### QUOTED TEXT
Arizona State University researchers just finished compiling results of a new, rare comprehensive survey of the political beliefs of Arizona adults age 30 and younger.

The findings: two out of three Gen Z registered voters in Arizona — a battleground state in this year’s presidential election – say they plan to vote in November. But four in five say the two major political parties don’t represent them.

66% of Gen Z registrants said they plan to vote in the November general election. Of those, a like number of Democrats and Republicans, 78% each, say they plan to vote, as do 53% of independents.

Cost of living and housing affordability were the top concerns.

We are joined by Thom Reilly the Co-Director at ASU Center for an Independent & Sustainable Democracy, School of Public Affairs and Jacqueline Salit the Co-Director at ASU Center for an Independent & Sustainable Democracy, School of Public Affairs to learn more.

### ENTRIES SUPPLIED

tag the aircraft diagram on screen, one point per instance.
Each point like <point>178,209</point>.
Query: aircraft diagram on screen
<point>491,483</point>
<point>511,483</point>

### DO THIS
Extract the passage of the Arizona Gen Z survey text starting with "Arizona State University" and going on through "the top concerns.". The lines are separate from the Arizona Gen Z survey text.

### WRITTEN SOLUTION
Arizona State University researchers just finished compiling results of a new, rare comprehensive survey of the political beliefs of Arizona adults age 30 and younger.

The findings: two out of three Gen Z registered voters in Arizona — a battleground state in this year’s presidential election – say they plan to vote in November. But four in five say the two major political parties don’t represent them.

66% of Gen Z registrants said they plan to vote in the November general election. Of those, a like number of Democrats and Republicans, 78% each, say they plan to vote, as do 53% of independents.

Cost of living and housing affordability were the top concerns.